[Excerpts from point annotation data]
++++++++

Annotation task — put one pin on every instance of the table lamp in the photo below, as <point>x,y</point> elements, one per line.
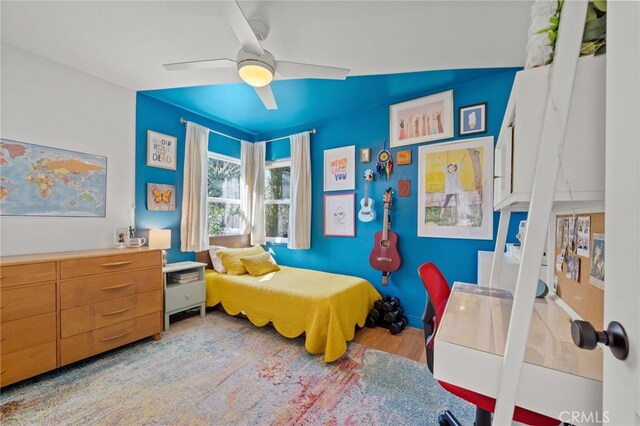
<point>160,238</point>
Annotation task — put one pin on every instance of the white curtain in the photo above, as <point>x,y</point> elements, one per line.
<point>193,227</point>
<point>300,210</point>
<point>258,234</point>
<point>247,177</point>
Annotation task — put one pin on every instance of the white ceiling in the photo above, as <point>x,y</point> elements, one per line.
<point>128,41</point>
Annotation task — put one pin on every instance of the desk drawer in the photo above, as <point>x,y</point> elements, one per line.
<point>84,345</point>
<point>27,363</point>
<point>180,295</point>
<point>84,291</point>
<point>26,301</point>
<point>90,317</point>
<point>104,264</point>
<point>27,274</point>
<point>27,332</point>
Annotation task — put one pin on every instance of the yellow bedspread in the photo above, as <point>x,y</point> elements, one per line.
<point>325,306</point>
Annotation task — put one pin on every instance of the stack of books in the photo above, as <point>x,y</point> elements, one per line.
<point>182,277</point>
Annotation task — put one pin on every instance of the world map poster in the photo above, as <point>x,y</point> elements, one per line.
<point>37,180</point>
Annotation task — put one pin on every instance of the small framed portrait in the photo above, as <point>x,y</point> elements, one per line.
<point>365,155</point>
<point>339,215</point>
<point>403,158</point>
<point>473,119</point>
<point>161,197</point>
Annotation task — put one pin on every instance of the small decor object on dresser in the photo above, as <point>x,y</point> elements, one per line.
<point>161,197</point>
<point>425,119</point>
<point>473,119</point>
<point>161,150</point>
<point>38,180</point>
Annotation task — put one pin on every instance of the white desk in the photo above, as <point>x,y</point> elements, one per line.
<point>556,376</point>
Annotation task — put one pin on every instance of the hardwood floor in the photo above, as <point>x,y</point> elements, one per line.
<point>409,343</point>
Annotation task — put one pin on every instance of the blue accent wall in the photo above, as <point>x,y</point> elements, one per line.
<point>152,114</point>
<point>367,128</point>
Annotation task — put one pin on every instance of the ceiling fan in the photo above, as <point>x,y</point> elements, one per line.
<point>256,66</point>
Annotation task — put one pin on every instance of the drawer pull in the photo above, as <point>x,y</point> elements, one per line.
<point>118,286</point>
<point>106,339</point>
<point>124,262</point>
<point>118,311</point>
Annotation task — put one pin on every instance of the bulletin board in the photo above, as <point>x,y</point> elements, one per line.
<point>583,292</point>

++++++++

### Instructions for the task
Reproduce the material character for character from the line with "the small decor" up to and including the line with "<point>118,311</point>".

### Finished exercise
Annotation task — put one pin on every instance of the small decor object on dresser in the photo above, as <point>x,y</point> elements, one per line.
<point>161,197</point>
<point>425,119</point>
<point>473,119</point>
<point>161,150</point>
<point>38,180</point>
Annotation task — put one pin on every instance of the white desk in the photo above, as <point>x,y</point> elements, one per line.
<point>556,376</point>
Annotation task — put one pin on every instance of the hardwood floor in the photo above, as <point>x,y</point> elements, one per line.
<point>409,343</point>
Annotation task — put one pin on every instance of the blue accent wall in the photo above, as <point>x,y</point> elements, one per line.
<point>152,114</point>
<point>367,128</point>
Annotation task — put one pin on every instance of the ceiling fan in the photo above, as <point>x,y</point> elements, one per line.
<point>256,66</point>
Annotation task — put one pin on every instance of the drawer pull in the photo above, as <point>x,y</point> elements, one per line.
<point>118,286</point>
<point>106,339</point>
<point>124,262</point>
<point>118,311</point>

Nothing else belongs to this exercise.